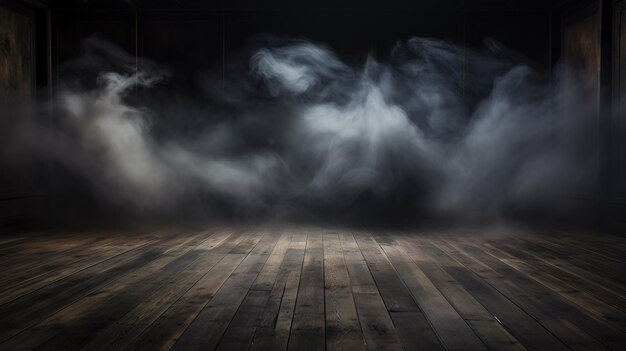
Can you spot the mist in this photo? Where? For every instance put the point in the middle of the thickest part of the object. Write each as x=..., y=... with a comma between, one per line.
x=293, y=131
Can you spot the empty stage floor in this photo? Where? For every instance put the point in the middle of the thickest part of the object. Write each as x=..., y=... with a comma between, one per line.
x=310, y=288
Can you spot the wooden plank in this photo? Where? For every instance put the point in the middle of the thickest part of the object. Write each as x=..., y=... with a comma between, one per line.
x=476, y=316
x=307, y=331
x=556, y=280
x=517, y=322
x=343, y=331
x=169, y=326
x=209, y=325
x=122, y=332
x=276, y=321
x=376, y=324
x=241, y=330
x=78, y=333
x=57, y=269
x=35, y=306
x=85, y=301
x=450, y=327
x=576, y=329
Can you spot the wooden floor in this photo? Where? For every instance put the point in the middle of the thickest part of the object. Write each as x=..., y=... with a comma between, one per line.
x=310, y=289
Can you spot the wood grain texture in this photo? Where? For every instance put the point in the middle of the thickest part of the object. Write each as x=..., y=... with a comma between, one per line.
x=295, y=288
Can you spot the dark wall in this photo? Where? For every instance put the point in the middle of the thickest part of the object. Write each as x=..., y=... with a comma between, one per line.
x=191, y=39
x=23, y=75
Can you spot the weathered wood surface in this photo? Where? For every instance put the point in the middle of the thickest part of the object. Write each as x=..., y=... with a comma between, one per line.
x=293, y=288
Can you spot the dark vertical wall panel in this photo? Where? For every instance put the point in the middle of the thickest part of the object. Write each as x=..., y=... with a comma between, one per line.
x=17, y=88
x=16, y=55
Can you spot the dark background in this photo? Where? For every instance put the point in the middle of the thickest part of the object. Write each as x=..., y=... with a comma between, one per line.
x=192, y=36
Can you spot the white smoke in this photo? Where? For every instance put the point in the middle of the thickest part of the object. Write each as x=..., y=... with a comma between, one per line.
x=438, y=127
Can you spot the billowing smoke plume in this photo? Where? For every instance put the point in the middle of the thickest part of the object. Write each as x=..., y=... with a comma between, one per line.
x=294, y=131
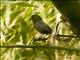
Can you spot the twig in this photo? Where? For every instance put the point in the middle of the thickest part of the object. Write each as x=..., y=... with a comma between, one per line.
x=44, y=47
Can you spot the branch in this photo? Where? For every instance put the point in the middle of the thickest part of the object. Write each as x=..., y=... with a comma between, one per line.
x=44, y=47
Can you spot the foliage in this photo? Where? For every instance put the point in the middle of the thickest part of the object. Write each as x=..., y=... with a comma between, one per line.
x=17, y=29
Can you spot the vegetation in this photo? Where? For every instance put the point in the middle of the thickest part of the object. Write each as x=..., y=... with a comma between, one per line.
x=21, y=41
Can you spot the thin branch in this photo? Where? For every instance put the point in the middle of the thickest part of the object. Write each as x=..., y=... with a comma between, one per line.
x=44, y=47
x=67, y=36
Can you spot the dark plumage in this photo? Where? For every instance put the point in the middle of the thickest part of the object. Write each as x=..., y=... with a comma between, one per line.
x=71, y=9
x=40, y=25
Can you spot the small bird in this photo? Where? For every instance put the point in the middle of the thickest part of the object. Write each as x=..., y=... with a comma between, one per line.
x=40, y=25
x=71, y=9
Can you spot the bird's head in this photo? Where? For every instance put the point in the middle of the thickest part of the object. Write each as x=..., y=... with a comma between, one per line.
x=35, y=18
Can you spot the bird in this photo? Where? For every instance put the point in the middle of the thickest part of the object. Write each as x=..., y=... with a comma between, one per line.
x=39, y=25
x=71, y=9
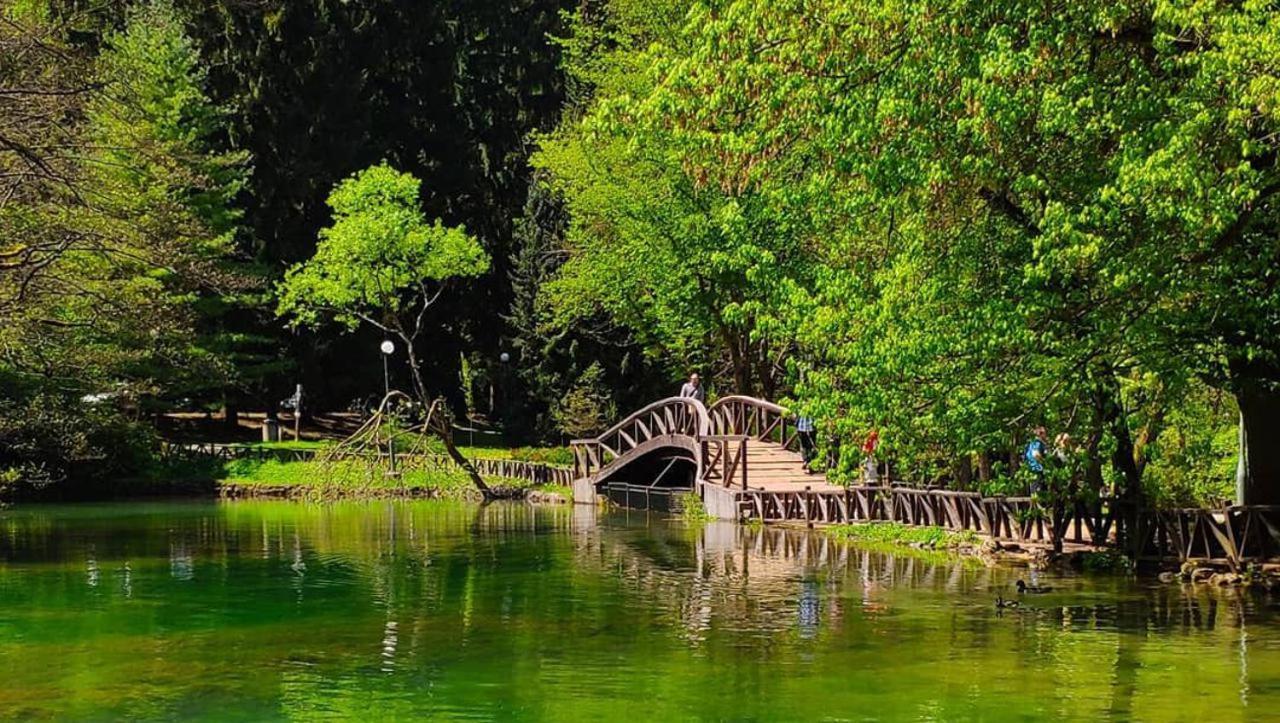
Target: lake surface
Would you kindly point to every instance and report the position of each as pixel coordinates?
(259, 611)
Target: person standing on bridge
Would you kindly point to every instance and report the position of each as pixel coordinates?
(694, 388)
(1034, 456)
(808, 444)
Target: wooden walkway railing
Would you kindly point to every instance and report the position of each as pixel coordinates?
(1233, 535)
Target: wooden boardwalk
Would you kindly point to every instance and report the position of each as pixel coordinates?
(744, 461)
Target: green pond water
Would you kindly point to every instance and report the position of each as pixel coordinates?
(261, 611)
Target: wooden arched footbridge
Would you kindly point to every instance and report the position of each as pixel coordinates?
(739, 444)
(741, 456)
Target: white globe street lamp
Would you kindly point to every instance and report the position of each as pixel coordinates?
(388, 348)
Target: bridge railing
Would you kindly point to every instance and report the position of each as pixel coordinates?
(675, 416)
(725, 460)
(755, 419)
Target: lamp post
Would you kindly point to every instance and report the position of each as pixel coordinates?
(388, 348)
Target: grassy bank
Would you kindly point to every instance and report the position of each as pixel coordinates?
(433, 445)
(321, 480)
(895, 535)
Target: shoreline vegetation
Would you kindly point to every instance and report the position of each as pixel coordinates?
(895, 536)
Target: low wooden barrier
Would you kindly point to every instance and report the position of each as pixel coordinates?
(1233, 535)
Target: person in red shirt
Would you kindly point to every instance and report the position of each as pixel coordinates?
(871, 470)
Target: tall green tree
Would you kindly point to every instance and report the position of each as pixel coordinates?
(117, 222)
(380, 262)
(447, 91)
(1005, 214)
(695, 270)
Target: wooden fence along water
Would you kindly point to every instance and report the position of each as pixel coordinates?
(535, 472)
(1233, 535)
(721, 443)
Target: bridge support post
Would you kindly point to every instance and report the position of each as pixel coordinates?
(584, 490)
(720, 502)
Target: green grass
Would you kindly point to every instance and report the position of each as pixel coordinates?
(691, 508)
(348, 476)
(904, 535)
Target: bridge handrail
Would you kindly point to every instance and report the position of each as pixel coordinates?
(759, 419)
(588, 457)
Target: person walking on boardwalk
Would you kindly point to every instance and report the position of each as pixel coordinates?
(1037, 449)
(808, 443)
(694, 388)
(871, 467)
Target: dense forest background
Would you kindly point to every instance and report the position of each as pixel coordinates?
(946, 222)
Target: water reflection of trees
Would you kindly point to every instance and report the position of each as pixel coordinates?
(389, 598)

============================================================

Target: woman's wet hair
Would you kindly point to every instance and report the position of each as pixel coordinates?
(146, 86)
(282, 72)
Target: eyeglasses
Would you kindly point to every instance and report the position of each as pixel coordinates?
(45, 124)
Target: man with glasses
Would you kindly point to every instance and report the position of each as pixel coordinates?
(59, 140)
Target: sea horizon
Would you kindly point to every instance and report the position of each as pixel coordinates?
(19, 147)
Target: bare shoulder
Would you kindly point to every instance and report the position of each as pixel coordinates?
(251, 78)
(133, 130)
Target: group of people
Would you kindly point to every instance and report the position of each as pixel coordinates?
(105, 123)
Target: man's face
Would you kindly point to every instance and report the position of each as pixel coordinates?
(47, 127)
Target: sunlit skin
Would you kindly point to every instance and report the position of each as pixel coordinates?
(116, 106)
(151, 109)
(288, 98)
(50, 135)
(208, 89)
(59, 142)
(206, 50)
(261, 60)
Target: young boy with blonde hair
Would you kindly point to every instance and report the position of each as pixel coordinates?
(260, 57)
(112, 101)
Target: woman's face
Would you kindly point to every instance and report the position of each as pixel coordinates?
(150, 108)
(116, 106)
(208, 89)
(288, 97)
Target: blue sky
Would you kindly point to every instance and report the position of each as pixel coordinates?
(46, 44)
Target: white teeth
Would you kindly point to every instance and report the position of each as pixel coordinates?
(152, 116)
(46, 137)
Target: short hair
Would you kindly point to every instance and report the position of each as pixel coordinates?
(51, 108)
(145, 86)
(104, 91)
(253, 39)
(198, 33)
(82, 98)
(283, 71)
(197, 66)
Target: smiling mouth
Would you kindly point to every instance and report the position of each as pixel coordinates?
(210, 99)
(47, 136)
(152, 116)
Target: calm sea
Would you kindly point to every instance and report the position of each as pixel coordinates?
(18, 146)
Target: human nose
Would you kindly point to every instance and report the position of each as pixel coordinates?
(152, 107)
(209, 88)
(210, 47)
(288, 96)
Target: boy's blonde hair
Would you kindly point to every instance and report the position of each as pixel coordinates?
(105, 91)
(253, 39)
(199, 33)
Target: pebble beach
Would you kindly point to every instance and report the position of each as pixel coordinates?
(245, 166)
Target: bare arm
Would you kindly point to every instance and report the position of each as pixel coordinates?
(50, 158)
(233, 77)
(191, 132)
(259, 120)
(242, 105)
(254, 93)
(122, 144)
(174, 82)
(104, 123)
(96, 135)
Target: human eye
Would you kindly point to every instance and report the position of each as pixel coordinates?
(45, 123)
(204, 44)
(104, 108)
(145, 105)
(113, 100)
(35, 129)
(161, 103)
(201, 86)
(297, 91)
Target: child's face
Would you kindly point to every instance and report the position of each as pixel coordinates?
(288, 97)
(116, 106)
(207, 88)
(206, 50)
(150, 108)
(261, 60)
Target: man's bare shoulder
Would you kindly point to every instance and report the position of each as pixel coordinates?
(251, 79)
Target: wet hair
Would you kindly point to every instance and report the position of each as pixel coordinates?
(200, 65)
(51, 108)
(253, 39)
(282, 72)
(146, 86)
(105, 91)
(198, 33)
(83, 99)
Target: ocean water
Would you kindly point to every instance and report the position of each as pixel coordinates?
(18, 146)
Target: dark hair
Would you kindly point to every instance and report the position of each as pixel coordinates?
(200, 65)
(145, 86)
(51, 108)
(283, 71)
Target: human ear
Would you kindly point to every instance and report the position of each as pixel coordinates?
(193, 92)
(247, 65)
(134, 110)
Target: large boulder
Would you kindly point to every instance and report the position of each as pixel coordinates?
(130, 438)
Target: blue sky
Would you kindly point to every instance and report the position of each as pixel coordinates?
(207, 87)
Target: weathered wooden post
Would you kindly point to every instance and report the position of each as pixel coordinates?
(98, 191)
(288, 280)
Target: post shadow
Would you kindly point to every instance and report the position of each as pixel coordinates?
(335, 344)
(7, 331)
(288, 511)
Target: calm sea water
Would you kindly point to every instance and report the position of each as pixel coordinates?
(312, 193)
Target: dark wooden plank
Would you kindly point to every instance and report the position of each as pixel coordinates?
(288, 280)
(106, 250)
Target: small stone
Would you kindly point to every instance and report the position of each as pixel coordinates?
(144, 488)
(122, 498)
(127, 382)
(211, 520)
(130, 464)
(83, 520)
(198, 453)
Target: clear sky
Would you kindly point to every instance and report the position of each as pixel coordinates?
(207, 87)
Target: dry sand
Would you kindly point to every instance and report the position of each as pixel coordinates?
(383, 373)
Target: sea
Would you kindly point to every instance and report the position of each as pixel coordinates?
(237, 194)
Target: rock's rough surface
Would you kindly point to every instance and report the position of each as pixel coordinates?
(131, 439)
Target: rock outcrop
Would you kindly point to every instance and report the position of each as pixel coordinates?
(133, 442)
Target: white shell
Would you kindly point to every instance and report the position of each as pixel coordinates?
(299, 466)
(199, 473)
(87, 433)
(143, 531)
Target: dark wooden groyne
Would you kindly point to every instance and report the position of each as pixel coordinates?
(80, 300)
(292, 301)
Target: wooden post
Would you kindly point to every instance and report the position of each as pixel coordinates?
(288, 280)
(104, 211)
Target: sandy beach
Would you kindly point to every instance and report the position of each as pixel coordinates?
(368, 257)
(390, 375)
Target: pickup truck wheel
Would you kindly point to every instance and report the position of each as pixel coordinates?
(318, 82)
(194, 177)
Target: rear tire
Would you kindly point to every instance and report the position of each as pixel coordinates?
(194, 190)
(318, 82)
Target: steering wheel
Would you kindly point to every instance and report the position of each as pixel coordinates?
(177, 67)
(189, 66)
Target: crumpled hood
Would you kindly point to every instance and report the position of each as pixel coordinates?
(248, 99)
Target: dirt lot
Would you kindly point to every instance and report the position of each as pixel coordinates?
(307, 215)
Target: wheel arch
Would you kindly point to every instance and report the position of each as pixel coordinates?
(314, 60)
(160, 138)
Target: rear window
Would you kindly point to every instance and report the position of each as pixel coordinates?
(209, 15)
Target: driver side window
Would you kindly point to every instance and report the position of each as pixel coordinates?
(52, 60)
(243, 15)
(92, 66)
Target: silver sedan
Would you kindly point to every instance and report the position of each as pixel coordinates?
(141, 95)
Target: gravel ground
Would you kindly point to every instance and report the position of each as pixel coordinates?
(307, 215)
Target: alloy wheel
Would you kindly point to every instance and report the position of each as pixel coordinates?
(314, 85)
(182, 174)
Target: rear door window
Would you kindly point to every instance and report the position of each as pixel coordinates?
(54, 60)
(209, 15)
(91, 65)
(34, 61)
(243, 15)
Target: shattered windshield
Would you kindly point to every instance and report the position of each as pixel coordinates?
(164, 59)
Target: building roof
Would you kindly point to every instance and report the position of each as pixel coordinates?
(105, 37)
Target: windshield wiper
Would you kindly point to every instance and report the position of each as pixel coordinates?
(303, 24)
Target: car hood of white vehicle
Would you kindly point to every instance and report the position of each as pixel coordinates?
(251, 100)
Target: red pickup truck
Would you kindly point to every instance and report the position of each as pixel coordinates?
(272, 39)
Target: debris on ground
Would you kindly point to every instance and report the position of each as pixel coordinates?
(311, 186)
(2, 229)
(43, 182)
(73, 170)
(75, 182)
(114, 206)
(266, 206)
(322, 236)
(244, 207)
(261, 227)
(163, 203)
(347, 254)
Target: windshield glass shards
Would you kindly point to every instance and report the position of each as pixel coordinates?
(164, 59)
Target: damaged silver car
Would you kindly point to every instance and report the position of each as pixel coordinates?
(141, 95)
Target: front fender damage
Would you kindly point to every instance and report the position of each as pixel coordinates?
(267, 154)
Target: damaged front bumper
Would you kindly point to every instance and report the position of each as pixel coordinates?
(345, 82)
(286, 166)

============================================================

WORK TO DO: Extract every line of the data above that contains the word "windshield", and copy each such line in full.

THE ANSWER:
Target: shattered windshield
Target: windshield wiper
Target: windshield glass shards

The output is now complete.